Задание 1 ▸ Перепишите фрагмент текста о человеке и смерти от слов «5. Смерть в» до слов «школа, XVIII в.» включительно, заменив «океан» на «море».

Текст для чтения ▸

Первое, что возникает, исчезает последним, простая животная жизнь принадлежит нам от рождения до смерти. На простую жизнедеятельность накладываются такие элементарные навыки, как ходьба, способность общаться и питание, которые приобретаются в самом начале и теряются в самом конце жизни. Половые способности, а также сопутствующее им эмоциональное и интеллектуальное напряжение, сохраняются не очень долго. В общем, каждая функция внутри целого имеет свой срок, длительный или довольно короткий. Эти детали [целого] грубоватые и хрупкие, их нельзя уместить в аккуратной маленькой форме; их нужно принимать такими, какие они есть. И все-таки общую закономерность нельзя не опознать. Человек – это палиндром.
5. Смерть в будущем
Симметричность крайних точек этой структуры не вызывает сомнений. Все дороги из моего Теперь ведут вниз во тьму и смерть – смерть находится позади, в прошлом, и впереди, в будущем – две бездны тьмы, которые поглощают человека, как пугающий и таинственный океан. Утроба и могила – факты, которые глупо не замечать и опасно вытеснять[25]. Они относятся к тому любопытному роду вещей, о которых мы одновременно знаем и не знаем, которые принимаем и не принимаем, в которые верим и не верим.
Memento Mori: французская школа, XVIII в.

Задание 2 ▸ Выведите, пожалуйста, только приведённые ниже записи от строки с «Task: in the photo above, where can the bird's bill» до строки с «x=157, y=336» включительно в виде CSV с двумя столбцами, «текст» и «ответ». На каждую запись отведите одну строку, где её текст и её ответ стоят каждый в своём поле в кавычках, а переносы строк заменены пробелами.

Фрагменты данных ▸
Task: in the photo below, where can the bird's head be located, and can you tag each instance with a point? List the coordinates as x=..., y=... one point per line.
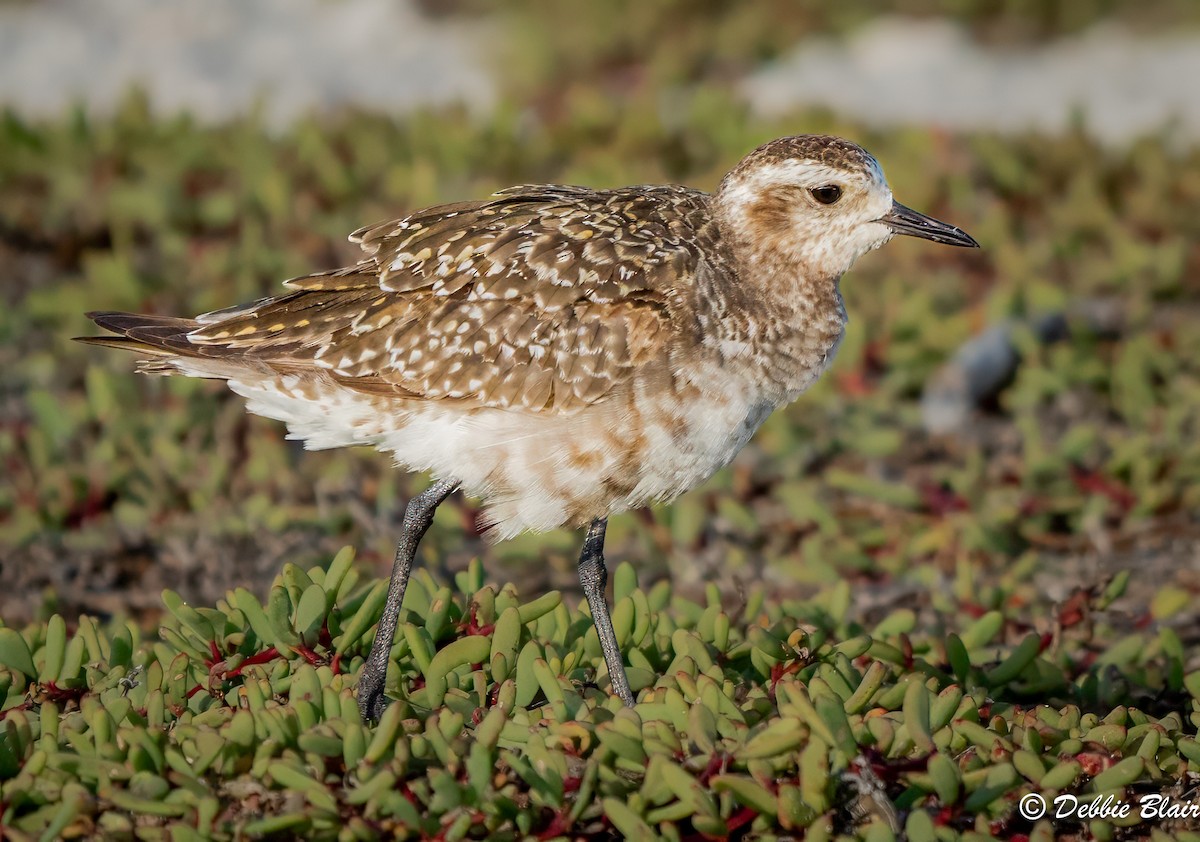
x=819, y=202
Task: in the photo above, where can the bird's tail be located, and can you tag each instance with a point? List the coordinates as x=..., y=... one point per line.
x=162, y=340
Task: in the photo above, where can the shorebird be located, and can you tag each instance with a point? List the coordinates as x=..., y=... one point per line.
x=562, y=353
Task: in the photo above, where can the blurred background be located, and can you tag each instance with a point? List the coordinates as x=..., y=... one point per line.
x=1008, y=426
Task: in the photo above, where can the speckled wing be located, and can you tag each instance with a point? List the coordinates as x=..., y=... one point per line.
x=541, y=298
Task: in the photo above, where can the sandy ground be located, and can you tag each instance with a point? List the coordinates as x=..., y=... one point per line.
x=289, y=56
x=221, y=58
x=929, y=72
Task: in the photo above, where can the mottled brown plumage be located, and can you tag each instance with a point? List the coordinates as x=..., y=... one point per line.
x=563, y=353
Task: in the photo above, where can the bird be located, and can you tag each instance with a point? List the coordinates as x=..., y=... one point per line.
x=561, y=353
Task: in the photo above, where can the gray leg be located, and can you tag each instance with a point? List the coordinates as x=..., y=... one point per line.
x=593, y=576
x=418, y=518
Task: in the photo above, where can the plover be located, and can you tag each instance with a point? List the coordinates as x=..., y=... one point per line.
x=562, y=353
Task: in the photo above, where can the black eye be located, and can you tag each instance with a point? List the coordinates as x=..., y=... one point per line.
x=827, y=194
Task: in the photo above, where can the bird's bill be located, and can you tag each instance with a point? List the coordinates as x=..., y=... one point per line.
x=906, y=221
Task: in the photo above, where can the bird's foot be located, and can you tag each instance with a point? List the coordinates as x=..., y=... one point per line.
x=372, y=699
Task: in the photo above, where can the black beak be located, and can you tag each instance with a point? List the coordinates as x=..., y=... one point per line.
x=906, y=221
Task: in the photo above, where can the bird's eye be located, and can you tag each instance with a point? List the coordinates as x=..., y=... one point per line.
x=827, y=194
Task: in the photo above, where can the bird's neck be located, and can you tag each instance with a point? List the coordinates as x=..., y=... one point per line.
x=772, y=318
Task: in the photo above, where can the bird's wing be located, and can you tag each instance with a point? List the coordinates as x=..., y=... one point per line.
x=541, y=298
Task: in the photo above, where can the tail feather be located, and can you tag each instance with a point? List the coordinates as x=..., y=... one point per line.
x=157, y=336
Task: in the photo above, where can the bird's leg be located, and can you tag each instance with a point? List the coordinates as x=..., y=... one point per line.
x=418, y=517
x=593, y=576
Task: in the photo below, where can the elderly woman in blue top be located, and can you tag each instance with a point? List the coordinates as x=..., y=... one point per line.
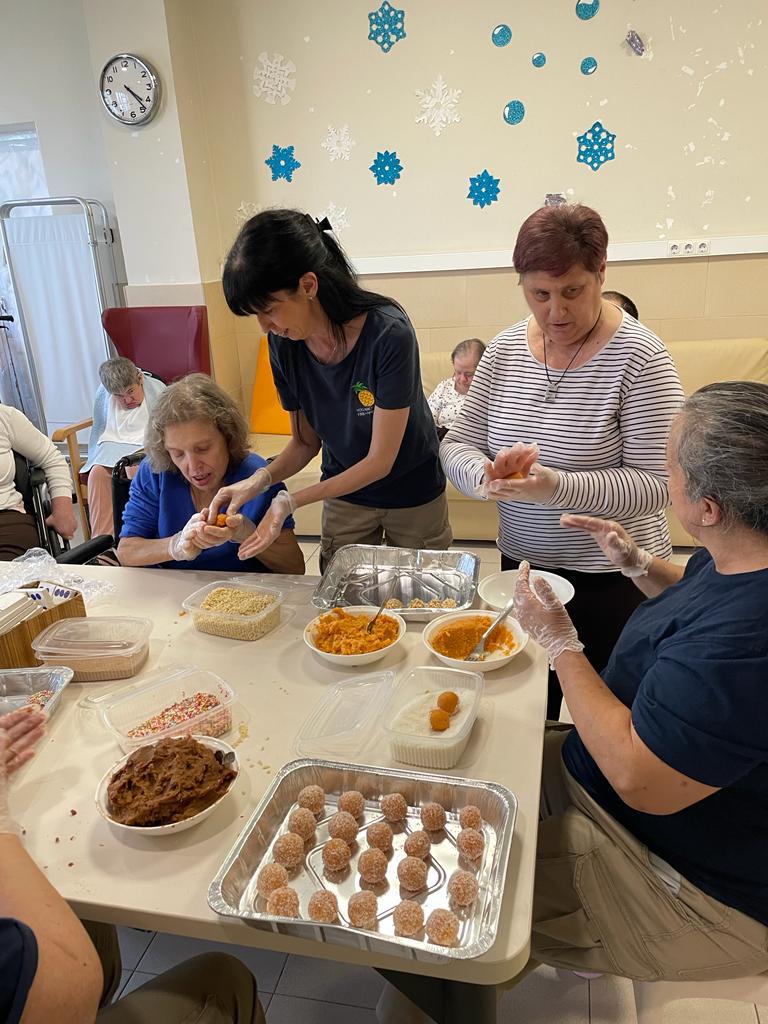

Итоговый результат 1 ▸
5. Смерть в будущем
Симметричность крайних точек этой структуры не вызывает сомнений. Все дороги из моего Теперь ведут вниз во тьму и смерть – смерть находится позади, в прошлом, и впереди, в будущем – две бездны тьмы, которые поглощают человека, как пугающий и таинственный море. Утроба и могила – факты, которые глупо не замечать и опасно вытеснять[25]. Они относятся к тому любопытному роду вещей, о которых мы одновременно знаем и не знаем, которые принимаем и не принимаем, в которые верим и не верим.
Memento Mori: французская школа, XVIII в.

Итоговый результат 2 ▸
текст,ответ
"Task: in the photo above, where can the bird's bill be located, and can you tag each instance with a point? List the coordinates as x=..., y=... one point per line.","x=906, y=221"
"Task: in the photo above, where can the bird's foot be located, and can you tag each instance with a point? List the coordinates as x=..., y=... one point per line.","x=372, y=699"
"Task: in the photo above, where can the black beak be located, and can you tag each instance with a point? List the coordinates as x=..., y=... one point per line.","x=906, y=221"
"Task: in the photo above, where can the bird's eye be located, and can you tag each instance with a point? List the coordinates as x=..., y=... one point per line.","x=827, y=194"
"Task: in the photo above, where can the bird's neck be located, and can you tag each instance with a point? List the coordinates as x=..., y=... one point per line.","x=772, y=318"
"Task: in the photo above, where can the bird's wing be located, and can you tag each instance with a point? List the coordinates as x=..., y=... one point per line.","x=541, y=298"
"Task: in the photo above, where can the tail feather be located, and can you tag each instance with a point? List the coordinates as x=..., y=... one point per line.","x=157, y=336"